Assignment: The required output is the exact sequence of lines from the line holding "Can you see the seated figure" to the end of the records, inclusive.

____

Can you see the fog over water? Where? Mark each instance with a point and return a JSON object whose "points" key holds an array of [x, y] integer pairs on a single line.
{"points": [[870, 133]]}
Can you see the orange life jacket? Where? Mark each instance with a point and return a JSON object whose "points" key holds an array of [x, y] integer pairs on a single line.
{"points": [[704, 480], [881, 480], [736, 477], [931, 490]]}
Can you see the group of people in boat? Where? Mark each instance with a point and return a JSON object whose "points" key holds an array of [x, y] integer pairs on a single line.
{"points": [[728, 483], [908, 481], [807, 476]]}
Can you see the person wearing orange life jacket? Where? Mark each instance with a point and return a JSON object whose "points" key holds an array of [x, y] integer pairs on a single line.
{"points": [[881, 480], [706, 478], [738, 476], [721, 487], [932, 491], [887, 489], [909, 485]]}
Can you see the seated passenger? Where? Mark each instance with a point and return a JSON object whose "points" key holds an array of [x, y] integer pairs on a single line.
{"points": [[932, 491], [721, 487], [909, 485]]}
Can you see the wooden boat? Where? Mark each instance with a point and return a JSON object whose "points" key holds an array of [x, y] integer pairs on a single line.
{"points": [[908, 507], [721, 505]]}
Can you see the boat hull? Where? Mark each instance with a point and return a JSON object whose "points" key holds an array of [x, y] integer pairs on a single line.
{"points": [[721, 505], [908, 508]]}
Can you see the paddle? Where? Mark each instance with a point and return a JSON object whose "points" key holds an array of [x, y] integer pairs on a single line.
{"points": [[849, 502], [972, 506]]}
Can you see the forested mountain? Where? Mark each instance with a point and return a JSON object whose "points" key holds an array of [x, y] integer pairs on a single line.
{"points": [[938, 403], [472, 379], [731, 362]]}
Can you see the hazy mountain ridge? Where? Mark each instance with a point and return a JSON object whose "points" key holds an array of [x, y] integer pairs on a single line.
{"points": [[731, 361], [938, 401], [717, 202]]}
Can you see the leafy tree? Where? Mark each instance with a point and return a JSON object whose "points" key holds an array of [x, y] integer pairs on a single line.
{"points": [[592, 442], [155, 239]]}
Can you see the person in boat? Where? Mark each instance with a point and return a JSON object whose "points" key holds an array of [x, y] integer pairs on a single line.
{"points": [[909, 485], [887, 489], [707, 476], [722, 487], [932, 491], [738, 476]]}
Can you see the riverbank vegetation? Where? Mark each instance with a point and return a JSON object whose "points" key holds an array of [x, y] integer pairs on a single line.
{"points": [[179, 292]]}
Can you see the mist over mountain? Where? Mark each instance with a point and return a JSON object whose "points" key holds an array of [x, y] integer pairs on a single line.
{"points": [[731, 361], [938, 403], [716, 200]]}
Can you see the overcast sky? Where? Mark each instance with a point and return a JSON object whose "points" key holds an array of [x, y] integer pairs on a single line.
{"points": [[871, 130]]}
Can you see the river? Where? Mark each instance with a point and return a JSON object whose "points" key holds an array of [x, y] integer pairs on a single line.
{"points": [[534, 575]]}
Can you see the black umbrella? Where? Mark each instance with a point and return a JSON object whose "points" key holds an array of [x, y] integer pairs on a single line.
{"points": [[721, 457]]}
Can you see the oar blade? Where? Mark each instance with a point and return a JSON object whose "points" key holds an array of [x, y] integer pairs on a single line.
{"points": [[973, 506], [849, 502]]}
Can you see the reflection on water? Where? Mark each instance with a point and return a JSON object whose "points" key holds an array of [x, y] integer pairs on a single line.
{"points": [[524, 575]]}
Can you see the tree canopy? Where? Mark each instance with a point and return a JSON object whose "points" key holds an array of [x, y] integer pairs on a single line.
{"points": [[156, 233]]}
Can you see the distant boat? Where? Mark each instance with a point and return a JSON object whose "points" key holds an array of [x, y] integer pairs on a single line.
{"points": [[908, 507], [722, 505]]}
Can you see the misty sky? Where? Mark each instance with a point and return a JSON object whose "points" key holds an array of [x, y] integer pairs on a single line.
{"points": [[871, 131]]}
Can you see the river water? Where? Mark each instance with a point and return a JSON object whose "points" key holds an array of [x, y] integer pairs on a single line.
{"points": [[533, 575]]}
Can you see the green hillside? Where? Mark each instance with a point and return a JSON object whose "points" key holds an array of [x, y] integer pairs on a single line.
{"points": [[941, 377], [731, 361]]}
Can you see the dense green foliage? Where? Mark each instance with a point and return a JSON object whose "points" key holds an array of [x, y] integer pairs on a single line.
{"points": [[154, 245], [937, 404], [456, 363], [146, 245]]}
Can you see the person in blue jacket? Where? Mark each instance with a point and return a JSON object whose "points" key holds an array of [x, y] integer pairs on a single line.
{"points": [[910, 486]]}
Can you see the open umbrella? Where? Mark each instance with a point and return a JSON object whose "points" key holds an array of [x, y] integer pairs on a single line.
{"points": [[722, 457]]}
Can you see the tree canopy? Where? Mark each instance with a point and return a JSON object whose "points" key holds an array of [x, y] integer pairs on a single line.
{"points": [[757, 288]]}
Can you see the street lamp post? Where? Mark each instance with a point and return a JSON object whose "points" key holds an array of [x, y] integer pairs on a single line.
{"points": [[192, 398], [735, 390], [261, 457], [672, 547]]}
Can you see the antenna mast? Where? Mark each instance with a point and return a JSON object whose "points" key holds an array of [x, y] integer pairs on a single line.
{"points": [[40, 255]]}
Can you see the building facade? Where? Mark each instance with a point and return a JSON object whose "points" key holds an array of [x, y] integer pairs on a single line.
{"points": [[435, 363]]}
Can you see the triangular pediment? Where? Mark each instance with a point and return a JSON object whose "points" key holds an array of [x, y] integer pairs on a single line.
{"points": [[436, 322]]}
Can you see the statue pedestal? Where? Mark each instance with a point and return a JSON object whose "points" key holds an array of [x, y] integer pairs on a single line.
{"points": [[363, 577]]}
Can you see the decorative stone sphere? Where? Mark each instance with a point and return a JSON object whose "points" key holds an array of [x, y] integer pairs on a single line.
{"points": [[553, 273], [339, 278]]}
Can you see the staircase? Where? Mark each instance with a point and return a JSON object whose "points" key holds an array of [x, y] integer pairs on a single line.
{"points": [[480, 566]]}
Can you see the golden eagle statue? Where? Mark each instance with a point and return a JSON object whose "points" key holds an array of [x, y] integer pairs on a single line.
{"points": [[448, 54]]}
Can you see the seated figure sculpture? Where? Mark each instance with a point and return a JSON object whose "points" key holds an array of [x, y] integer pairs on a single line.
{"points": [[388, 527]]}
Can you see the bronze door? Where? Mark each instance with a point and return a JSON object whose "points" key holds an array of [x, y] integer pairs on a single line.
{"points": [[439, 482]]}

____

Solution:
Can you see the seated figure sculpture? Where? Mark each instance with a point and return a JSON object whose "points" key holds an array of [x, y] integer pairs on a single line.
{"points": [[388, 527]]}
Can you see the bronze door? Where? Mark each instance with a point and return a JSON object whose "points" key holds an array of [x, y] integer pairs on a single line.
{"points": [[439, 482]]}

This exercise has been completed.